PASSAGE GIVEN –
So to make sure that it's clear, here's a question. How many of the following pairs of functions are orthogonal in T equals 3? Part of the goal of the exercise is to figure out what the little caveat in T equals three means. So look at your neighbor, say hello, figure out a number between 0 and 4. SIDE CONVERSATIONS OK, so how many signals, how many of the pairs are orthogonal to each other? Raise your hand with some number between 0 and 4, unless you're completely bizarre and raise five, I mean.
OK, come on, come on. Higher, so I can see them. Remember if you're wrong. It's your partner's fault, it's not your fault.
OK, not quite. A lot of bad partners, no, no. Let's do the first one. Is the cos of 2 pi t orthogonal to the sine of 2 pi t over the interval capital T equals 3? I haven't a clue. I don't care.
No, no, no, no. You all care, no.
Are they orthogonal? So what do you- how do I formally ask the question are they are orthogonal? OK, so it's either the last slide or the next slide. So go back to the last slide. What's it mean if they're orthogonal? AUDIENCE: INAUDIBLE PROFESSOR: So how do I take the dot product?

REQUIRED TASK A – Write out the listing from the line with "of the euphonium" up to and including its last line.

GIVEN ENTRIES –
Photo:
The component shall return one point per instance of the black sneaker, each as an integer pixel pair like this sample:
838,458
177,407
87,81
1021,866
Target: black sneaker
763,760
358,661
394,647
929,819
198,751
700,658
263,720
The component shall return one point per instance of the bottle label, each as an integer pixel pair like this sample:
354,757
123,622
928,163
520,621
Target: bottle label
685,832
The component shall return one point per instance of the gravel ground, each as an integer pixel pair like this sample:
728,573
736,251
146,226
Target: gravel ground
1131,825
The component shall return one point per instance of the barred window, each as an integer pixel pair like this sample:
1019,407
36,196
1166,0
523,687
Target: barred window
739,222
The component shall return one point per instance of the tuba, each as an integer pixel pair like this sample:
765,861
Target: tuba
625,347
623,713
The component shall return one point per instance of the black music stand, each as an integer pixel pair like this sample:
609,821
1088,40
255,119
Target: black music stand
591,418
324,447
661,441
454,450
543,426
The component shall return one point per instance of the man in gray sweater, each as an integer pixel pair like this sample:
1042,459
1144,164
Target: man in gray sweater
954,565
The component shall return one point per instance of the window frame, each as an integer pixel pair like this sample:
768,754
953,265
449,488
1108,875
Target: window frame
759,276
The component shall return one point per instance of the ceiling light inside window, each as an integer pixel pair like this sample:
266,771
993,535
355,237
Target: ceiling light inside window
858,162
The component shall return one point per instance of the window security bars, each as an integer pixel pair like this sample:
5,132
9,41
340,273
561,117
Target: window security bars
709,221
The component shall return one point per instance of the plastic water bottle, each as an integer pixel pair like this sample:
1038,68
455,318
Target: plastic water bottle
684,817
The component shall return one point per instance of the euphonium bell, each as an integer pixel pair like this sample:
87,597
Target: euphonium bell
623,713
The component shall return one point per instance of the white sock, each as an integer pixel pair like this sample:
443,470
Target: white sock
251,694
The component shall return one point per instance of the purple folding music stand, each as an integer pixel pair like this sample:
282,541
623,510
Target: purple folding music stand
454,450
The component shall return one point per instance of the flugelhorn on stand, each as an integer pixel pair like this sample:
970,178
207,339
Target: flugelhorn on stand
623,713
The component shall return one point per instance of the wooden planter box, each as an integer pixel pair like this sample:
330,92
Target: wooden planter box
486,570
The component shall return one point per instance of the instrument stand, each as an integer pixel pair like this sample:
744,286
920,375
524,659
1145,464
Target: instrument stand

REQUIRED TASK B – Give the part of the passage on orthogonal functions from "OK, come on, come" up to and including "the dot product?" again, substituting "perpendicular" for "orthogonal".

EXERCISE RESPONSE A –
The component shall return one point per instance of the euphonium bell, each as an integer pixel pair like this sample:
87,597
Target: euphonium bell
623,713
The component shall return one point per instance of the white sock, each as an integer pixel pair like this sample:
443,470
Target: white sock
251,694
The component shall return one point per instance of the purple folding music stand, each as an integer pixel pair like this sample:
282,541
623,510
Target: purple folding music stand
454,450
The component shall return one point per instance of the flugelhorn on stand, each as an integer pixel pair like this sample:
970,178
207,339
Target: flugelhorn on stand
623,713
The component shall return one point per instance of the wooden planter box, each as an integer pixel pair like this sample:
330,92
Target: wooden planter box
486,570
The component shall return one point per instance of the instrument stand, each as an integer pixel pair like this sample:
744,286
920,375
524,659
1145,464
Target: instrument stand

EXERCISE RESPONSE B –
OK, come on, come on. Higher, so I can see them. Remember if you're wrong. It's your partner's fault, it's not your fault.
OK, not quite. A lot of bad partners, no, no. Let's do the first one. Is the cos of 2 pi t perpendicular to the sine of 2 pi t over the interval capital T equals 3? I haven't a clue. I don't care.
No, no, no, no. You all care, no.
Are they perpendicular? So what do you- how do I formally ask the question are they are perpendicular? OK, so it's either the last slide or the next slide. So go back to the last slide. What's it mean if they're perpendicular? AUDIENCE: INAUDIBLE PROFESSOR: So how do I take the dot product?